§ DATA ENTRIES:
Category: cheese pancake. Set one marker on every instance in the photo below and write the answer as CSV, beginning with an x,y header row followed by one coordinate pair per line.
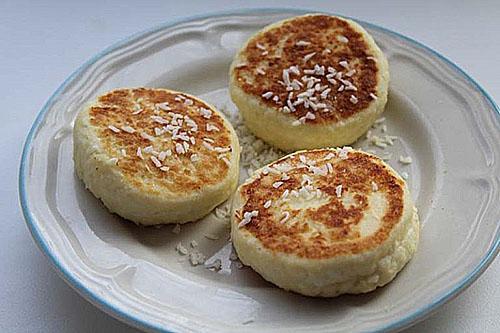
x,y
308,82
325,222
156,156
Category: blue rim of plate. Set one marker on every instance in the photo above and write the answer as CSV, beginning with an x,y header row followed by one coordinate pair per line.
x,y
136,321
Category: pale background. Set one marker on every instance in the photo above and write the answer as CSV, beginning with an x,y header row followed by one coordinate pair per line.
x,y
42,43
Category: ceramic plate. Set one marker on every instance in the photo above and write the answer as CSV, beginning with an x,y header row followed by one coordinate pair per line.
x,y
442,118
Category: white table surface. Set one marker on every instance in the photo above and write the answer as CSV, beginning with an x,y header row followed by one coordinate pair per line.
x,y
42,43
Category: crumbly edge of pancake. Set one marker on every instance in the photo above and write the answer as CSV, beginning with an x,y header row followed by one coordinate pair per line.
x,y
289,86
282,238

§ GIVEN INSTRUCTION: Please reproduce everything from the line containing "Category: ceramic plate." down to the end of the material, requests included, with every coordinate in the answers rescaled by a factor of 0.4. Round each result to a whole number, with halves rounded up.

§ SOLVED EXERCISE:
Category: ceramic plate. Set one marker on every instance in the photo above and write the answer as CSV, beginning with an x,y header row followed by one coordinate pair per line.
x,y
177,47
Category: white table surface. Set one marker on every instance in the photo above and write the answer as CSV, beginning with an x,y header row followed by one coordinate pair per line.
x,y
17,17
Category: crumbly edge of pancake. Set one marker on every instance in the photo above and write the answer as CSV, beginning with an x,y header row followed by one coordinate pair per line.
x,y
116,34
113,95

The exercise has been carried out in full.